- **Stated task**
Put all of the lines below into a numbered list, skipping any blank lines and leaving out the pictures.

◆ ◆ ◆ ◆ ◆ ◆ ◆

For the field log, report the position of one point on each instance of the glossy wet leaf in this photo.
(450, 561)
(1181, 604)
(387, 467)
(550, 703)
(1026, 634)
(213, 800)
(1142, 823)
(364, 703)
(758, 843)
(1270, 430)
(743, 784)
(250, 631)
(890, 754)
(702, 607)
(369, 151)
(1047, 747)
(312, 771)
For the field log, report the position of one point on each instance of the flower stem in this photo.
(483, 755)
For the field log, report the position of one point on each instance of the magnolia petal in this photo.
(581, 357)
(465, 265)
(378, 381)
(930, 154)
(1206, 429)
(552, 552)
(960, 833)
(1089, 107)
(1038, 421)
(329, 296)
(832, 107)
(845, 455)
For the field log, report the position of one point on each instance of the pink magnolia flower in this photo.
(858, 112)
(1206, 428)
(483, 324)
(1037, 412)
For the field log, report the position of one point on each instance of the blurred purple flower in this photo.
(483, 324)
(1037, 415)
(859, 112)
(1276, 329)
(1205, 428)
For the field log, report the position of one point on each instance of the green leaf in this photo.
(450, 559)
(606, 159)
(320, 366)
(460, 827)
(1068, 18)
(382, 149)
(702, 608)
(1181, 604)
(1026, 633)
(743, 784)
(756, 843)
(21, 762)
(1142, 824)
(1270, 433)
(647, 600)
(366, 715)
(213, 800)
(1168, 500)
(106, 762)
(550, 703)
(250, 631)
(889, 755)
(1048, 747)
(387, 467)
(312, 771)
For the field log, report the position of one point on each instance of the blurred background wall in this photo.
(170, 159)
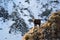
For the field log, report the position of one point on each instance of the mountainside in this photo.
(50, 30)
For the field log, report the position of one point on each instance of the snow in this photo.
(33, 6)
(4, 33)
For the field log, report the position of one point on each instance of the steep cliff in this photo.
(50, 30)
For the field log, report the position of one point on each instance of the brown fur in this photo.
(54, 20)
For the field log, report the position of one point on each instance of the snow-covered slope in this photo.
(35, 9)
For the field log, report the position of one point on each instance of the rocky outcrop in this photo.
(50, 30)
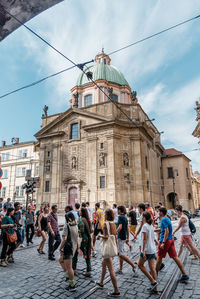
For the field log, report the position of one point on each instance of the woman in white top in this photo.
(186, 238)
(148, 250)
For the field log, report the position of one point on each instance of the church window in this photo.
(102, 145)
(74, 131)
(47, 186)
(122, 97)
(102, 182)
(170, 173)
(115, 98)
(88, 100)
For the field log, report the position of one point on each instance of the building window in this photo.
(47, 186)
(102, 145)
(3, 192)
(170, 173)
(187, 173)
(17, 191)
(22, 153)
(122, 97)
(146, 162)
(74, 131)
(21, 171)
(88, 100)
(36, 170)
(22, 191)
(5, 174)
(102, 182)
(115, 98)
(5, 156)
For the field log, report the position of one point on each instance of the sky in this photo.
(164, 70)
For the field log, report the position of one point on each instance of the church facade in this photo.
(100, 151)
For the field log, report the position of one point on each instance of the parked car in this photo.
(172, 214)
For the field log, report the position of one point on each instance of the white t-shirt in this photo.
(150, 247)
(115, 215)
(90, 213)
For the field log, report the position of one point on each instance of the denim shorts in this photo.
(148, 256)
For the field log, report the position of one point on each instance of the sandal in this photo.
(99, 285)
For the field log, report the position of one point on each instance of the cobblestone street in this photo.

◆ ◆ ◆ ◆ ◆ ◆ ◆

- **Correct answer**
1. For the field log, report the position of one point on each instance of the glossy wet leaf in this photo.
2. (450, 561)
3. (1181, 604)
4. (387, 467)
5. (550, 703)
6. (1026, 634)
7. (213, 800)
8. (1142, 823)
9. (364, 703)
10. (758, 843)
11. (1270, 430)
12. (743, 784)
13. (250, 631)
14. (890, 754)
15. (702, 607)
16. (369, 151)
17. (1047, 747)
18. (312, 771)
19. For the field log, report the position of one point on each instance of the flower stem in this photo.
20. (483, 755)
21. For the field log, report the position of one point on each instance of the magnolia petal in this photo.
22. (581, 357)
23. (465, 265)
24. (378, 381)
25. (930, 154)
26. (1206, 429)
27. (552, 552)
28. (960, 833)
29. (1089, 107)
30. (1038, 421)
31. (329, 296)
32. (832, 107)
33. (845, 455)
34. For the field log, report the position of one point on each instance of the pink magnolia flower in this photo.
35. (858, 112)
36. (1206, 428)
37. (483, 324)
38. (1037, 412)
39. For the field log, report the position of one point on each instance of the blurred purple flower in this photo.
40. (483, 324)
41. (1037, 415)
42. (859, 112)
43. (1276, 329)
44. (1205, 428)
45. For the field log, report the position of one point on each instance of the green leaf in this photo.
46. (450, 559)
47. (606, 159)
48. (320, 366)
49. (460, 827)
50. (1068, 18)
51. (382, 149)
52. (702, 608)
53. (1181, 604)
54. (1026, 633)
55. (743, 784)
56. (756, 843)
57. (21, 762)
58. (1142, 824)
59. (1270, 433)
60. (647, 600)
61. (366, 715)
62. (213, 800)
63. (1168, 500)
64. (106, 762)
65. (550, 703)
66. (250, 631)
67. (889, 755)
68. (1048, 747)
69. (387, 467)
70. (312, 771)
71. For the field log, report the position of one point on each instance of the blurred background wall in this photo.
72. (170, 159)
73. For the field log, report the position of one point on each instance of the mountainside in this photo.
74. (50, 30)
75. For the field log, report the position of one point on each instance of the snow in this photo.
76. (33, 6)
77. (4, 33)
78. For the field log, report the position of one point on each instance of the steep cliff in this photo.
79. (50, 30)
80. For the field log, report the position of one point on each instance of the brown fur in this photo.
81. (54, 20)
82. For the field log, report the position of one point on each instance of the snow-covered slope in this photo.
83. (35, 9)
84. For the field log, report the position of one point on each instance of the rocky outcrop in this photo.
85. (50, 30)
86. For the field log, report the position of one point on each instance of the woman in white top in this photo.
87. (186, 238)
88. (148, 250)
89. For the field log, report the position of one point on each instance of the church window in this photo.
90. (102, 145)
91. (74, 131)
92. (47, 186)
93. (122, 97)
94. (102, 182)
95. (170, 173)
96. (115, 98)
97. (88, 100)
98. For the field log, report the position of one point on each instance of the building window in this photo.
99. (47, 186)
100. (102, 145)
101. (3, 192)
102. (170, 173)
103. (187, 173)
104. (17, 191)
105. (22, 153)
106. (122, 97)
107. (146, 162)
108. (74, 131)
109. (21, 171)
110. (88, 100)
111. (36, 170)
112. (22, 191)
113. (5, 174)
114. (102, 182)
115. (115, 98)
116. (5, 156)
117. For the field log, report the position of one point on each instance of the sky in this photo.
118. (164, 70)
119. For the field log, report the position of one point on each instance of the church facade in this photo.
120. (100, 151)
121. For the field log, report the position of one point on each instance of the parked car in this photo.
122. (172, 214)
123. For the field log, report the position of one point on each instance of the white t-shirt in this photo.
124. (150, 247)
125. (115, 215)
126. (90, 213)
127. For the field log, report the position of one point on each instance of the denim shorts in this photo.
128. (148, 256)
129. For the field log, report the position of one point on each instance of the sandal in this photo.
130. (99, 285)
131. For the field log, report the position of one point on each instance of the cobblestone street in this photo.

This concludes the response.